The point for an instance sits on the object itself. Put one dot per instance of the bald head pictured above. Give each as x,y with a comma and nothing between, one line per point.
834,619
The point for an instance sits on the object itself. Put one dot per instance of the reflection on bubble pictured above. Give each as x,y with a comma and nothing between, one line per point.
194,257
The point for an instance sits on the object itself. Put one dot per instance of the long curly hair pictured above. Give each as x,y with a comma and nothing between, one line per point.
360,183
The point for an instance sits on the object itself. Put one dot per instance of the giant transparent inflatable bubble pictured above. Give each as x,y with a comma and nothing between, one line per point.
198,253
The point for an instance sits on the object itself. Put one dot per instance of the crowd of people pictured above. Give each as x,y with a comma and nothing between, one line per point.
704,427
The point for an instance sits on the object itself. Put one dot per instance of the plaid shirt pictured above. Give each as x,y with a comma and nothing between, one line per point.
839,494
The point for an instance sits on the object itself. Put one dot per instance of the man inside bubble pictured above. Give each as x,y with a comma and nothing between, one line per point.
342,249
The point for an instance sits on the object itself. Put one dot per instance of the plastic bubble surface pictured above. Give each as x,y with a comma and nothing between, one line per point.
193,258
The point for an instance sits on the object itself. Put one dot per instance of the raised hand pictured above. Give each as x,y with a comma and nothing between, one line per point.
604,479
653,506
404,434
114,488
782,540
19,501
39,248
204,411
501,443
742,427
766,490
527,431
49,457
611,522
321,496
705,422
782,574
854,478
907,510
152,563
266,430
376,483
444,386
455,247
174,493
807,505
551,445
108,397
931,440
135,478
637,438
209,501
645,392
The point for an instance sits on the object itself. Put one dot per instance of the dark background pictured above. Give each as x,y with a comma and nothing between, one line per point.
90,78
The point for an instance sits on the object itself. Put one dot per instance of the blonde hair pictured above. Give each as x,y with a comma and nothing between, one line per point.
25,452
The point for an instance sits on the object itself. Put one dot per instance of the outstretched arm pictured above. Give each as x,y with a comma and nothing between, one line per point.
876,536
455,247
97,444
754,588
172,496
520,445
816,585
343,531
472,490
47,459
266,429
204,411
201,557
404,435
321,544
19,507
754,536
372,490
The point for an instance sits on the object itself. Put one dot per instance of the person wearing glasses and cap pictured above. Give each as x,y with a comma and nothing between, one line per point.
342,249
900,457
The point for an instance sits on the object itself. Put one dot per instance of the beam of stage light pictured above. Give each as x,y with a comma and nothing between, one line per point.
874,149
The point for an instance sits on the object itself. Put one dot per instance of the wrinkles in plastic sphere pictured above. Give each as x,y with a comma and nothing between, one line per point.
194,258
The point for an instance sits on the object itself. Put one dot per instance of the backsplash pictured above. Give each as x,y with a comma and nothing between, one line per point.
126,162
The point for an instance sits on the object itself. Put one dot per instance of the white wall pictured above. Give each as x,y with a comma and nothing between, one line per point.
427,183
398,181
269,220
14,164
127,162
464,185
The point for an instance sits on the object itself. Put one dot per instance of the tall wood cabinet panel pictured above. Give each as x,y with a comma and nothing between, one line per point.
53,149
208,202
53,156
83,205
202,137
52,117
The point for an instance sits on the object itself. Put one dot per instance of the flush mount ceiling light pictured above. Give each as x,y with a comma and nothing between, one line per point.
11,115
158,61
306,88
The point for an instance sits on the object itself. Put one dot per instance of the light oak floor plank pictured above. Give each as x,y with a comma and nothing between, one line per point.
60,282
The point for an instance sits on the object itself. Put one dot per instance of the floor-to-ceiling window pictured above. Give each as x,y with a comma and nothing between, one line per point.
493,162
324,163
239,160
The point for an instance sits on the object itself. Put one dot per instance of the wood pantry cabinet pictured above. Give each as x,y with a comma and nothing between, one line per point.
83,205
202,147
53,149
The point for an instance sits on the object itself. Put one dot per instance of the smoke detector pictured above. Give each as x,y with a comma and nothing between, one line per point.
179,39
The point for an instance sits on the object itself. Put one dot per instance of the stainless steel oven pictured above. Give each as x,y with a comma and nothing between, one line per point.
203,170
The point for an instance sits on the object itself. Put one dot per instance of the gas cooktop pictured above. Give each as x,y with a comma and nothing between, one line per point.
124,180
# # # # # # #
▶ _ACTIVITY_
Repeat the data verbatim, line after line, leaving nothing out.

▶ _SOLUTION BELOW_
The point for an instance sits on the object itself. Put one dot per instance of the bald head pictured above. Give each as x,y with a comma and nothing between, one line per point.
834,619
The point for an instance sits on the object itself. Put one dot per instance of the reflection on bubble pictured above. Give each as x,y with a comma and nothing between, one line per point.
194,257
The point for an instance sits on the object itself. Put one dot per instance of the long curly hair pictured above. Give each as x,y with a comma and nothing between, one line per point.
360,183
The point for an instance sits on the object itself. Put one dot per instance of the giant transparent inflatable bubble pictured above. Give each as x,y with a comma and nothing between, one line per point.
198,253
The point for an instance sits on the object itself. Put one dot per instance of the crowd of people pictured above. Give each as x,y with a comma and nothing between, one line per point.
704,427
The point for an instance sits on the object itself. Put one dot per instance of the plaid shirt pictured above. Give each as x,y with a comma and nothing between, one line per point.
839,494
The point for an instance sits on the object itself. Put one dot per instance of the man inside bubble pictured above. Give each as x,y with a comma and nothing between, one line per point.
342,249
The point for an instance sits on the object itself. Put one dot per instance of the plastic bubble surface pictured above. Give each as x,y with a comma and nothing between, one line per point.
193,258
The point for an instance sits on the object itself. Put one dot per instance of the raised hand pictured above. Give each as x,y with a comma and nothing between, one line per point.
604,479
653,506
404,434
114,488
782,540
19,501
39,248
204,411
501,443
742,427
766,490
527,431
49,457
611,522
321,496
705,422
782,574
854,478
907,510
152,563
266,430
376,483
444,386
455,247
174,493
807,505
551,445
108,397
931,440
135,478
637,438
209,501
645,392
The point for an instance sits on the object itself. Put one dot per instance of the dark background pictured above. Give each as x,y with a comma and nothing between, one line per point.
90,78
The point for an instance sits on the object itself. Put one dot per instance of the blonde hair pictured above. Give each as x,y with a comma and nothing between, one line per point.
25,452
The point for an instance sits on the object itself. Put one dot per instance of the outstretched arm pictured above. Give each as x,y with a comma and nothing between, one line per point.
876,536
455,247
97,444
754,588
172,496
520,445
816,585
343,531
472,490
47,459
266,429
204,411
201,557
404,435
321,544
19,507
754,536
372,490
The point for an instance sits on the object itself. Put one dot per instance of the person wearing glasses and cap pictured above. Give each as x,y with a comma and nothing between, one line per point.
342,249
900,457
The point for an instance sits on the object itself. Put one dot per instance of the beam of stage light pictured above. Give each as x,y with a comma and nothing between, one line per point.
874,149
The point for an instance sits on the object itself. Put one dot per instance of the wrinkles in plastic sphere pictured above. Give each as x,y with a comma and nothing between, one line per point.
194,258
The point for an instance sits on the object itself. Put one dot per instance of the backsplash pictured above. Give each as x,y with a comma and nothing between, one line per point.
126,162
The point for an instance sits on the object itself. Put one dot per instance of the white wall pictured above. Give each as x,y with a comma and nothing between, one line per point.
427,183
398,181
269,220
14,164
127,162
464,185
The point for an instance sits on the object itself. Put one dot per instance of the tall wood cabinet panel pictured above. Give each as x,y with a comma and nothing between, one line per point.
53,149
208,202
53,156
83,205
202,137
52,117
The point for an instance sits on the object itself. Put one dot per instance of the flush mount ceiling light pictured above. Give each as x,y with a comma and nothing between, one line per point.
11,115
158,61
306,88
The point for an instance sits on the object itself. Put one dot per instance of the light oak floor plank pictured above. Give each as x,y with a comma and nothing between, one line per point.
60,282
The point for an instance sits on the object itself. Put one dot per instance of the floor-to-ceiling window pictured above. Give each as x,y with a comma and nothing between, one line per point.
493,162
324,163
239,160
The point for an instance sits on the object itself. Put one dot per instance of the wood pantry cabinet pictured above. Give each as x,y with a comma and nothing between, one line per point.
83,205
202,147
53,149
The point for an instance sits on the object itself. Put one dot per instance of the smoke detector pictured above. Give each as x,y with a comma and nothing between, one line per point.
179,39
The point for an instance sits on the object itself. Put one dot per instance of the stainless steel oven pictured above. Give each as x,y with a comma and nothing between, one line per point.
203,170
The point for an instance sits on the object itself. Put one dot per instance of the gas cooktop pictured above. Give each as x,y with a comma and nothing between, one line per point.
124,180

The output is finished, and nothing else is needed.